====== DATA EXTRACT

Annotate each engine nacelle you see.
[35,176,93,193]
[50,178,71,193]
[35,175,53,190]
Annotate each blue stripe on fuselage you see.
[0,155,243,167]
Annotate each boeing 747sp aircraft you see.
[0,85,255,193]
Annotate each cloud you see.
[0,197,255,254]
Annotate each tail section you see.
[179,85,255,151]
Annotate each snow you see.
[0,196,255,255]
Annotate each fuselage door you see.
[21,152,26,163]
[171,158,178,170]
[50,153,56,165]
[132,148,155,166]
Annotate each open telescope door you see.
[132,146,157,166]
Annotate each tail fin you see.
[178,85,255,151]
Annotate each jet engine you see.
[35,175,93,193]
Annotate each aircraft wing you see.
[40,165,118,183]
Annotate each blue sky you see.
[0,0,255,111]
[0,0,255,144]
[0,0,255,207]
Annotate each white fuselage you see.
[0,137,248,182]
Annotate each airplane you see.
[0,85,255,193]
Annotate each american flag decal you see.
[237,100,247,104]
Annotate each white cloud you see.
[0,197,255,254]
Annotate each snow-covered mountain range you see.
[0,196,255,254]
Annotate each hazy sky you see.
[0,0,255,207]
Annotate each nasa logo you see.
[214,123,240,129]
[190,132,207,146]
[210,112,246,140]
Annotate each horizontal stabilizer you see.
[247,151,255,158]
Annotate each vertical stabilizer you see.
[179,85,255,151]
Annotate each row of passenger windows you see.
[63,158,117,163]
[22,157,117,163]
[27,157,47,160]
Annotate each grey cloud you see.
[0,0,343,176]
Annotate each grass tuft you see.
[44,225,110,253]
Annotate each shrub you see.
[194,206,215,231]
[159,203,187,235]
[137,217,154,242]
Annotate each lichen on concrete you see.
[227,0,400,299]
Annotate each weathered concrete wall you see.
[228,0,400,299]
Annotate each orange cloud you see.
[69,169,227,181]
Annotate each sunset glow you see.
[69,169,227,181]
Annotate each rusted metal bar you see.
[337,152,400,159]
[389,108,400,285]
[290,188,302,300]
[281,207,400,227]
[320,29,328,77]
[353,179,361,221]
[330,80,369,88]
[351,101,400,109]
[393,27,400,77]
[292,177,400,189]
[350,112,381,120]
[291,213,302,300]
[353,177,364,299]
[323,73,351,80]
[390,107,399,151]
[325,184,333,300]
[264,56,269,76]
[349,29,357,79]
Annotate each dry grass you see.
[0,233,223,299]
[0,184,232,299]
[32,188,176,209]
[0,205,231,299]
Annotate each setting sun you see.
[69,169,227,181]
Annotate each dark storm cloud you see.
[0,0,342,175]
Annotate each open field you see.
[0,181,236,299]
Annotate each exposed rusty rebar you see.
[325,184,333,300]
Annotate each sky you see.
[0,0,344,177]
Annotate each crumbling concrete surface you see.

============

(TASK):
Could you update the listing above by replacing "Annotate" with "Label" everywhere it occurs and leaving every other word unchanged?

(ANSWER IN FULL):
Label each engine nacelle you see.
[35,176,93,193]
[50,178,71,193]
[35,175,53,190]
Label each blue stripe on fuselage you see.
[0,155,243,167]
Label each boeing 747sp aircraft you see.
[0,85,255,193]
Label each cloud you see.
[0,197,255,254]
Label each tail section you see.
[179,85,255,151]
Label each snow you see.
[0,196,255,255]
Label each fuselage door you see.
[21,152,26,163]
[171,158,178,170]
[50,153,56,165]
[132,148,155,166]
Label each open telescope door you see.
[132,146,157,166]
Label each tail fin you see.
[178,85,255,151]
Label each jet engine you see.
[35,175,93,193]
Label each aircraft wing you see.
[40,165,118,183]
Label each blue sky you see.
[0,0,255,111]
[0,0,255,144]
[0,0,255,207]
Label each white fuselage you see.
[0,137,248,182]
Label each airplane you see.
[0,85,255,193]
Label each american flag decal you see.
[237,100,247,104]
Label each white cloud you see.
[0,197,255,254]
Label each snow-covered mountain range you see.
[0,196,255,254]
Label each hazy sky you see.
[0,0,255,207]
Label each nasa logo you see.
[214,123,240,129]
[190,132,207,146]
[210,112,246,140]
Label each horizontal stabilizer you see.
[247,151,255,158]
Label each vertical stabilizer you see.
[179,85,255,151]
Label each row of passenger windows you see.
[63,158,117,163]
[22,157,117,163]
[27,157,47,160]
Label each grey cloud you see.
[0,0,343,176]
Label each grass tuft you see.
[44,225,110,253]
Label each shrub you see.
[194,206,215,231]
[159,203,187,235]
[137,217,154,242]
Label each lichen on concrete you see.
[227,0,400,299]
Label each weathered concrete wall you see.
[228,0,400,299]
Label each orange cloud you see.
[69,169,227,181]
Label each sunset glow you see.
[69,169,227,181]
Label each rusted metal bar you see.
[337,152,400,159]
[389,108,400,285]
[290,188,302,300]
[281,207,400,227]
[320,29,328,77]
[353,179,361,221]
[330,80,369,88]
[351,101,400,109]
[393,27,400,77]
[292,177,400,189]
[350,112,381,120]
[291,213,302,300]
[353,177,364,299]
[323,73,351,80]
[390,107,399,151]
[325,184,333,300]
[264,56,269,76]
[349,29,357,79]
Label each dry grass you see.
[0,233,223,299]
[0,184,232,299]
[32,188,176,209]
[0,205,231,299]
Label each setting sun you see.
[69,169,227,181]
Label each dark storm cloud you see.
[0,0,342,175]
Label each open field you see.
[0,181,236,299]
Label each exposed rusty rebar you see.
[325,184,333,300]
Label each sky you see.
[0,0,344,177]
Label each crumbling concrete surface you see.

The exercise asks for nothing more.